** start Text excerpt **

Frederick G. Gardiner, Metro's First and Greatest Chairman
by Tim G.

This page is a tribute to Frederick G. Gardiner, Metro's first and greatest chairman.  There is a great deal of talk about Metro, amalgamation, and the upcoming Megacity.  Mike Harris' Bill 103, the City of Toronto Act, is a realization of a dream for many, including Big Daddy, as Gardiner was affectionately called.

Today's main opponents of amalgamation are the mayors and former mayors of Metro.  These so called leaders' vision, charisma, intelligence, dedication, fortitude, and leadership all pale in comparison to a man that seemingly single-handedly made Toronto what it is today.

Times may have changed from the great building days of 1950s and 1960s, but Metro has never seen a greater era. It was during this time that Gardiner conceived and built the great roads, like the Don Valley Parkway and Gardiner Expressway, the great water systems, including sewage treatment plants, the great transit system, and the large scale social housing projects. It was in 1953 that Metro was born, an achievement of the Tory Frost government, a federation to oversee the expansion of the City of Toronto and its surrounding towns. Gardiner was appointed and later elected to run this new Metro, and its success is due in tremendous part to Gardiner's ferocious tenacity, intelligence, and Protestant work ethic. Gardiner did more in 8 years than subsequent Chairmen and councillours have done in 36 years. Why? The reason is leaders today have no vision, and Metro wasn't amalgamated when it needed to be in 1967. This fatal error, rubber stamped by an expensive, made-in-Canada Royal Commission, caused Metro's borders to freeze, thus preventing it from growing and capturing the sprawling growth that has since taken place.

** end Text excerpt **
** start Data listing **

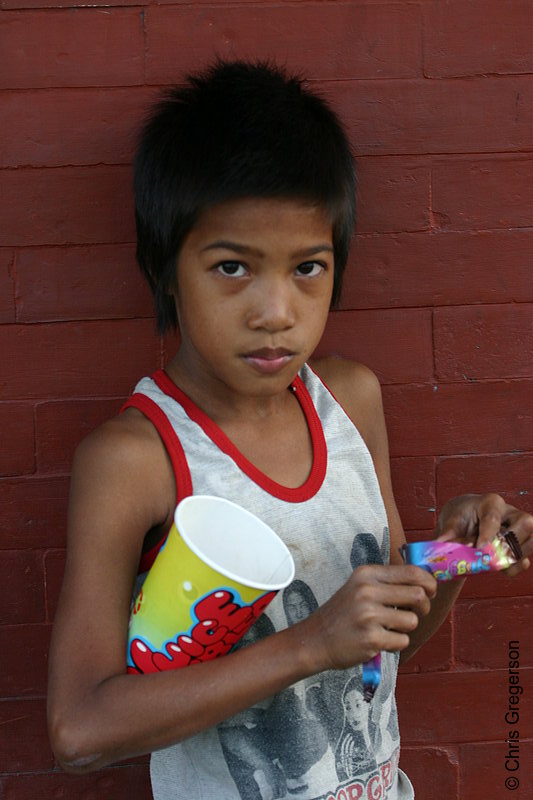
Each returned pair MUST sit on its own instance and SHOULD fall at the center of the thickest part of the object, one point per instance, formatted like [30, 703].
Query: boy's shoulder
[126, 456]
[358, 391]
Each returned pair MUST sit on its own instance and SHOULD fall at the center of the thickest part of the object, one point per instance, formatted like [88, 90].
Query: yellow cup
[216, 573]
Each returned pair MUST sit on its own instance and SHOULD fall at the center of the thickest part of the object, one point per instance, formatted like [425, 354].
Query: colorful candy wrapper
[371, 677]
[448, 560]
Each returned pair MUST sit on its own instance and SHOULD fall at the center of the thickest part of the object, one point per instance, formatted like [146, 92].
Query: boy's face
[253, 288]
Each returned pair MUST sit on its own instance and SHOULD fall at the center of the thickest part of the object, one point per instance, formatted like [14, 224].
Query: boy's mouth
[268, 359]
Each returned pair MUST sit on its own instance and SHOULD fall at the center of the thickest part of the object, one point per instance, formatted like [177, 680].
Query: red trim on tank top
[175, 451]
[297, 494]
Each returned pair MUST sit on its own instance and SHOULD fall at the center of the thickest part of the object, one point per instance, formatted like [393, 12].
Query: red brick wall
[438, 300]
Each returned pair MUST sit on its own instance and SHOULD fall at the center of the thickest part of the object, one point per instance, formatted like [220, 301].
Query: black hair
[236, 130]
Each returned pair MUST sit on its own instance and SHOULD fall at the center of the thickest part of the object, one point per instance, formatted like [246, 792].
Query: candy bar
[448, 560]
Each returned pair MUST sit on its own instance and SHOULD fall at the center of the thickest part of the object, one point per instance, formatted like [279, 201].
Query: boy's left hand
[478, 518]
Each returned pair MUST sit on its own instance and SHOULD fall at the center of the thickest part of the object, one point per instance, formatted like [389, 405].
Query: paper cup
[217, 571]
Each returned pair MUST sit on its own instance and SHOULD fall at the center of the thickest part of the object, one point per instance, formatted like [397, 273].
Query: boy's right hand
[376, 609]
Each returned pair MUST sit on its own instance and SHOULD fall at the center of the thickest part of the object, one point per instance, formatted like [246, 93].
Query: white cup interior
[234, 542]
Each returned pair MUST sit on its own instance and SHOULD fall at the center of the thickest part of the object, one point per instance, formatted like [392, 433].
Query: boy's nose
[272, 308]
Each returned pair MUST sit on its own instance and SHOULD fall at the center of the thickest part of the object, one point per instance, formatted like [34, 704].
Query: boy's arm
[122, 487]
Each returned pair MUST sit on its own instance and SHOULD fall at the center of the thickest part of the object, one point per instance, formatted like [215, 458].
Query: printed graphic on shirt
[317, 739]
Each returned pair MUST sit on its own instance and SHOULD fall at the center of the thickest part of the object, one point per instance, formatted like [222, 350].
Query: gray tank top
[318, 738]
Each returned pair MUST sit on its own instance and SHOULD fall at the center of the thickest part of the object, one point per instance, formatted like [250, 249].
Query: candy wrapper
[371, 677]
[448, 560]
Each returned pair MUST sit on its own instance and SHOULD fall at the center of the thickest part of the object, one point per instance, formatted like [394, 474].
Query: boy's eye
[310, 269]
[232, 269]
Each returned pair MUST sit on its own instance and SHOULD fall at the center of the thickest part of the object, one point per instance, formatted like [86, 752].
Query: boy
[245, 207]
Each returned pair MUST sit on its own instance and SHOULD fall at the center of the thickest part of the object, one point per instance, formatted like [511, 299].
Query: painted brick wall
[438, 99]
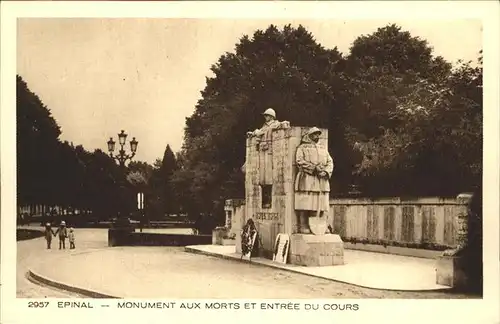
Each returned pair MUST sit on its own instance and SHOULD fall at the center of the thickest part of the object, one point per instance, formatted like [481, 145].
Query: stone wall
[123, 238]
[276, 215]
[434, 221]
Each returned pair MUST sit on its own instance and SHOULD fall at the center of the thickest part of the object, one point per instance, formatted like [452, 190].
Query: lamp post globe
[121, 158]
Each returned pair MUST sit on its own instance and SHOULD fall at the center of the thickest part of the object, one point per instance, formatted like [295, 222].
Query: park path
[169, 272]
[33, 252]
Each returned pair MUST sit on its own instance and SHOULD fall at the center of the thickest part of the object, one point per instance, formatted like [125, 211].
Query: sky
[99, 76]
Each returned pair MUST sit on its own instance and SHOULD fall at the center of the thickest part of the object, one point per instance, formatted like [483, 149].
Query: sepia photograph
[287, 158]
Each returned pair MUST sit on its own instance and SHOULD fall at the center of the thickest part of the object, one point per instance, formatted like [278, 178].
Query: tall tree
[37, 143]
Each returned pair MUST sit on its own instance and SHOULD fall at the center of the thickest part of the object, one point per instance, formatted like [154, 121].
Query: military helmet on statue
[269, 112]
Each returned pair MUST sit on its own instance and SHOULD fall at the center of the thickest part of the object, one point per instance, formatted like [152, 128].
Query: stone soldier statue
[264, 138]
[312, 187]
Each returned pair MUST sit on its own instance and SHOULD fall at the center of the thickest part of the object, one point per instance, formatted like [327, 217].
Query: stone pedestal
[449, 272]
[316, 250]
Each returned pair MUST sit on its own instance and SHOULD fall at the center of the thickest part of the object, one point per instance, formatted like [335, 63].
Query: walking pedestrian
[71, 238]
[48, 235]
[63, 234]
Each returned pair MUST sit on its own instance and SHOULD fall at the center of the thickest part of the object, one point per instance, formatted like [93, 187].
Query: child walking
[48, 235]
[63, 234]
[71, 237]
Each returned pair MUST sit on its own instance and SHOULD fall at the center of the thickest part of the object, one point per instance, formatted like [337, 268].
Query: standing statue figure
[263, 137]
[312, 186]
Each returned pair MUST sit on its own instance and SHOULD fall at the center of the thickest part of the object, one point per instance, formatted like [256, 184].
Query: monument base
[316, 250]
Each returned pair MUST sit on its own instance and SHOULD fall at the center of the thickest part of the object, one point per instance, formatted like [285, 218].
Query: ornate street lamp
[122, 157]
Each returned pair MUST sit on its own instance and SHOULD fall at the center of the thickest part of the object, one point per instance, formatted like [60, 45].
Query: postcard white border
[383, 311]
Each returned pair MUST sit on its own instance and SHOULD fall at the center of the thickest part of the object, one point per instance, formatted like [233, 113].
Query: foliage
[424, 135]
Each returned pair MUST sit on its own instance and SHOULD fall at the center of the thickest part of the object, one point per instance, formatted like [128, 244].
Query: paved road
[169, 272]
[33, 252]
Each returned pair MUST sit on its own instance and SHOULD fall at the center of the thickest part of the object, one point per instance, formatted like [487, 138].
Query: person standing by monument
[312, 186]
[63, 234]
[48, 234]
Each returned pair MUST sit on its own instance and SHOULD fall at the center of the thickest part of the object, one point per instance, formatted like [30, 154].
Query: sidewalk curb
[227, 257]
[59, 285]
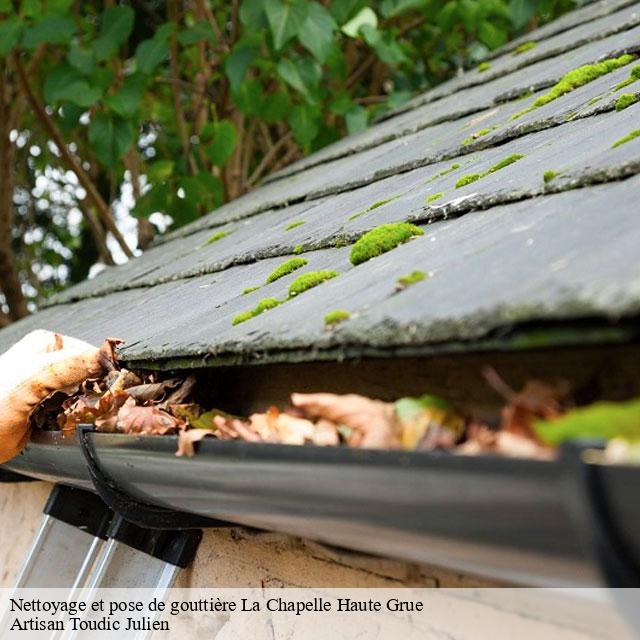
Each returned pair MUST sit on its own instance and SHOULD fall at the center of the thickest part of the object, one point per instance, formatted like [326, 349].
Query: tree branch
[92, 193]
[177, 106]
[9, 275]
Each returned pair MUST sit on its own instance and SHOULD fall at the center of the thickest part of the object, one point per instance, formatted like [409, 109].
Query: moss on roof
[286, 268]
[382, 239]
[309, 280]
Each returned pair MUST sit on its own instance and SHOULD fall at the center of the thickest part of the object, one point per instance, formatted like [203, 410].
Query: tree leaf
[275, 107]
[52, 29]
[356, 119]
[150, 53]
[200, 31]
[521, 12]
[316, 32]
[116, 24]
[110, 137]
[303, 75]
[285, 19]
[491, 35]
[81, 60]
[10, 31]
[305, 124]
[238, 61]
[127, 100]
[65, 84]
[366, 16]
[222, 139]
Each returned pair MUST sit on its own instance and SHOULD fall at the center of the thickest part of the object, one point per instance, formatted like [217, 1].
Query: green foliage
[605, 420]
[286, 268]
[335, 317]
[577, 78]
[202, 106]
[626, 100]
[468, 179]
[264, 305]
[406, 281]
[630, 136]
[474, 177]
[382, 239]
[218, 235]
[249, 290]
[525, 46]
[309, 280]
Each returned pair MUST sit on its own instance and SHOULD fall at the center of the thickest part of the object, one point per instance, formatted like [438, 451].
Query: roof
[507, 250]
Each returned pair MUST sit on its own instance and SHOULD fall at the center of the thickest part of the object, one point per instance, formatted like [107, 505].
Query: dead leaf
[428, 422]
[146, 420]
[536, 400]
[107, 356]
[186, 440]
[183, 393]
[373, 421]
[234, 429]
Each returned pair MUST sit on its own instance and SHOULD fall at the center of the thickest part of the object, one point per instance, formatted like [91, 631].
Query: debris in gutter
[533, 422]
[626, 100]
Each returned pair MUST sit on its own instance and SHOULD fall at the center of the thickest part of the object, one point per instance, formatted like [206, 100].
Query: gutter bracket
[132, 510]
[7, 476]
[594, 518]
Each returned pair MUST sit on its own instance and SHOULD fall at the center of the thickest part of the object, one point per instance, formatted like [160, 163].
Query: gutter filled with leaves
[414, 479]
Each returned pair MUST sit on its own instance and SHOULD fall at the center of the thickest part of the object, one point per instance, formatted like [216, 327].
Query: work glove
[39, 364]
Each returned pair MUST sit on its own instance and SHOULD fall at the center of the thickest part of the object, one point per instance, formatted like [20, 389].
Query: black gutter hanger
[509, 519]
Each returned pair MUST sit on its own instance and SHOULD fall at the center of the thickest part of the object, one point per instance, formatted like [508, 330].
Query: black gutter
[528, 522]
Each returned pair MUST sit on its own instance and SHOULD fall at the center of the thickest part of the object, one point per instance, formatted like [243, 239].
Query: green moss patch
[454, 167]
[262, 306]
[634, 75]
[382, 239]
[626, 100]
[577, 78]
[505, 162]
[549, 175]
[286, 268]
[602, 420]
[630, 136]
[525, 46]
[468, 179]
[406, 281]
[218, 235]
[309, 280]
[335, 317]
[435, 196]
[476, 135]
[473, 177]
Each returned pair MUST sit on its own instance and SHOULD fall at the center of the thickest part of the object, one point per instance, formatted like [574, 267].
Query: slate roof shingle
[501, 251]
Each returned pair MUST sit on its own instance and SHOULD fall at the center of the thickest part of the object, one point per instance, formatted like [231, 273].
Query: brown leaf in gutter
[536, 400]
[372, 421]
[183, 393]
[186, 440]
[107, 356]
[154, 391]
[121, 380]
[44, 415]
[234, 429]
[146, 420]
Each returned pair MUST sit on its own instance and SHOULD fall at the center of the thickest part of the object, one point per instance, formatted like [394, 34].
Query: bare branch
[73, 164]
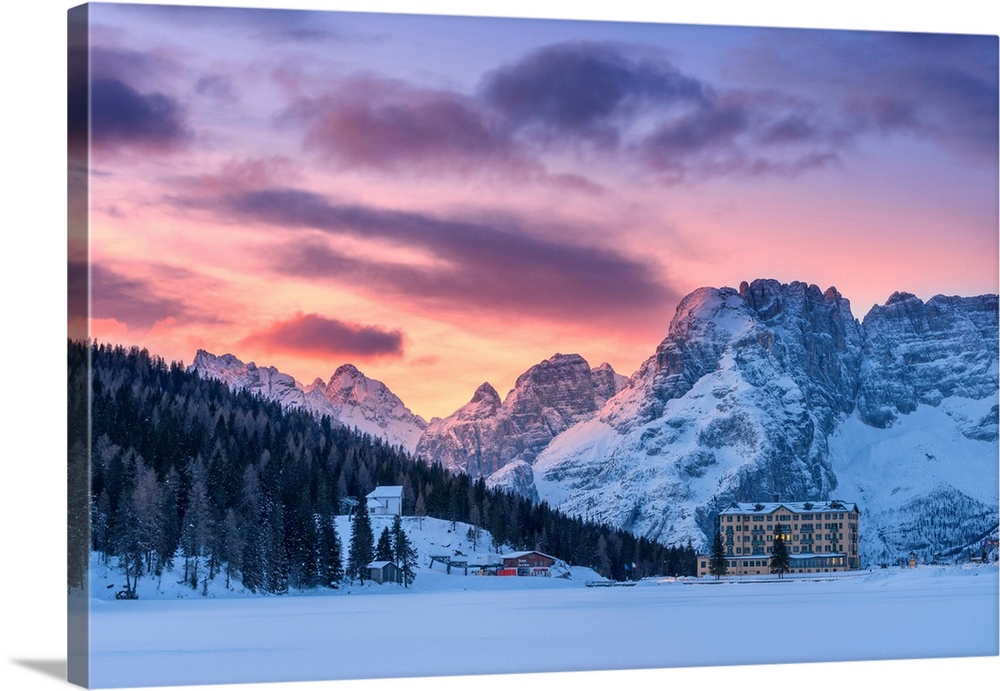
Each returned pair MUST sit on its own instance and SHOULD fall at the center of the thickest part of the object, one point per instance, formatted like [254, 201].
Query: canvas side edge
[78, 362]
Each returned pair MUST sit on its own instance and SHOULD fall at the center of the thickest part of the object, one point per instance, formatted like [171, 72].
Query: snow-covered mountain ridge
[349, 397]
[768, 389]
[777, 389]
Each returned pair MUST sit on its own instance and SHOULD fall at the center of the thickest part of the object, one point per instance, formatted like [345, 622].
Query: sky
[443, 201]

** end Data listing **

__Tasks to complete__.
(1) In the Gardiner tribute, reproduce the passage between "This page is" and "was affectionately called.", inclusive.
(2) According to the Gardiner tribute, by what nickname was Gardiner affectionately called?
(3) Condense the paragraph of the Gardiner tribute that begins "Times may have changed" into a list that keeps its main facts.
The lines above are separate material and unrelated to the Gardiner tribute.

__The responses__.
(1)
This page is a tribute to Frederick G. Gardiner, Metro's first and greatest chairman.  There is a great deal of talk about Metro, amalgamation, and the upcoming Megacity.  Mike Harris' Bill 103, the City of Toronto Act, is a realization of a dream for many, including Big Daddy, as Gardiner was affectionately called.

(2) Big Daddy

(3)
- The 1950s and 1960s were Metro's greatest building era.
- In that period Gardiner conceived and built major roads (the Don Valley Parkway and Gardiner Expressway), water systems including sewage treatment plants, the transit system, and large-scale social housing projects.
- Metro was created in 1953 by the Tory Frost government as a federation to oversee the expansion of the City of Toronto and its surrounding towns.
- Gardiner was appointed and later elected to run Metro, and its success owed much to his tenacity, intelligence, and Protestant work ethic.
- He accomplished more in 8 years than later chairmen and councillors did in 36 years.
- The author attributes this to today's leaders lacking vision and to Metro not being amalgamated in 1967.
- That error, endorsed by a Royal Commission, froze Metro's borders and kept it from capturing later sprawling growth.